• **What the task requires**: Reproduce the listing starting at its first line and ending at the line containing "[504,703,593,771]", substituting "outline" for every "mark" and leaving all else unchanged. Give only those lines.

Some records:

==*==

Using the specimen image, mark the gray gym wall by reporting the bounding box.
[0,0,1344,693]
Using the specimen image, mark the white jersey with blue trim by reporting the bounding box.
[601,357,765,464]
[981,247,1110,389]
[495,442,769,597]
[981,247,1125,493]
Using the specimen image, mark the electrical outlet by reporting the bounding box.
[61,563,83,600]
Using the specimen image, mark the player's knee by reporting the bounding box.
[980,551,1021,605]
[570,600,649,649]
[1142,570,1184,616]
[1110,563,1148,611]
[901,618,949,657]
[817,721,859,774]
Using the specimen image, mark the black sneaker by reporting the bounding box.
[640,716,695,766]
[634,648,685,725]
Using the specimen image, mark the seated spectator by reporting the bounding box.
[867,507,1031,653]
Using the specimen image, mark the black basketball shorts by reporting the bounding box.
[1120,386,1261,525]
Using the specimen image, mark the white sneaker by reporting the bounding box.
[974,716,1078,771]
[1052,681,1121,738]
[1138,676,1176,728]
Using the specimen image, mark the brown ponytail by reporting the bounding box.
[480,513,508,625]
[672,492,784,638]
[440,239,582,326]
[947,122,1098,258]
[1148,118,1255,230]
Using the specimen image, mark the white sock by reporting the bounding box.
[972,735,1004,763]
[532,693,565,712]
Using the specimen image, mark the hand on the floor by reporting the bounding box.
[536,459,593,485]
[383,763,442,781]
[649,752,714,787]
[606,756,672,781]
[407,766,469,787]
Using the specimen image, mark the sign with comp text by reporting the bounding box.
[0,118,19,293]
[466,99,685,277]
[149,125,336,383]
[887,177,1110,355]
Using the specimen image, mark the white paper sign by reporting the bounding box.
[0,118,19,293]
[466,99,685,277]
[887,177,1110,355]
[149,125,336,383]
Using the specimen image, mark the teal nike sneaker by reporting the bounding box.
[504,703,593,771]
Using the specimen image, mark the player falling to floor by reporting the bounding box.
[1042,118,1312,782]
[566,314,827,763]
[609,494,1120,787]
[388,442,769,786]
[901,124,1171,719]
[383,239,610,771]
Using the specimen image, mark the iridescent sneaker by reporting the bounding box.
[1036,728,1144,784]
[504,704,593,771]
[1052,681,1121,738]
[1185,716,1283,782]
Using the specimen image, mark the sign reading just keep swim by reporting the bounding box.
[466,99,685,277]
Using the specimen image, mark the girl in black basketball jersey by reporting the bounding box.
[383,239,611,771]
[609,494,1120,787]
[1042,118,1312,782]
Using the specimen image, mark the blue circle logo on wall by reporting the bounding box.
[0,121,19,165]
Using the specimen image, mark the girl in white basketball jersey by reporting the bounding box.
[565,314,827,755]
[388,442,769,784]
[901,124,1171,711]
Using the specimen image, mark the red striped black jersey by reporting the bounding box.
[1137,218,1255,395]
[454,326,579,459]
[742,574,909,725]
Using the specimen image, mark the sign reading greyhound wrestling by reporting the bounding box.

==*==

• **Exercise response**:
Using the specimen image, outline the gray gym wall by reporting the bounding box.
[0,0,1344,693]
Using the specimen image, outline the white jersey with blue trim by reporting the bounding box.
[601,357,765,464]
[981,247,1110,389]
[495,442,769,597]
[981,247,1125,493]
Using the specimen image, outline the electrical outlet by reporting the bounding box.
[61,563,83,600]
Using the specimen image, outline the player's knee by reporting the bounding box.
[980,551,1021,605]
[570,600,649,649]
[1142,570,1184,616]
[1110,563,1148,611]
[901,618,949,657]
[817,721,859,774]
Using the specimen image, outline the black sneaker by reporting the bounding box.
[640,716,695,766]
[634,648,685,725]
Using the specimen image, outline the seated spectator by reporting the bounding box.
[867,507,1031,653]
Using the specimen image, outline the black basketball shorts by reporting the bounding box.
[1120,386,1261,525]
Using the specimen image, outline the white sneaker by reporting the bounding box.
[974,716,1078,771]
[1052,681,1121,738]
[1138,676,1176,728]
Using the specimen image, outline the brown ponytail by reporting the bounding box.
[480,513,508,625]
[672,492,784,638]
[440,239,582,326]
[947,122,1098,258]
[1148,118,1255,230]
Using the specimen image, outline the white sock by reporting the bounding box.
[972,735,1004,763]
[532,693,565,712]
Using the specimen image, outline the hand on the floor by reporting the bounding box.
[536,459,593,485]
[383,763,442,781]
[649,752,714,787]
[606,756,672,781]
[407,766,469,787]
Using the specimen image, outline the sign with comp text by reporting the bounding box.
[0,118,19,293]
[466,99,685,277]
[149,125,336,383]
[887,177,1110,355]
Using the specimen image, outline the white paper sign by reporting the bounding box.
[0,118,19,293]
[466,99,685,277]
[887,177,1110,355]
[149,125,336,383]
Using the specimen image, outline the teal nike sneaker by reporting the bounding box.
[504,703,593,771]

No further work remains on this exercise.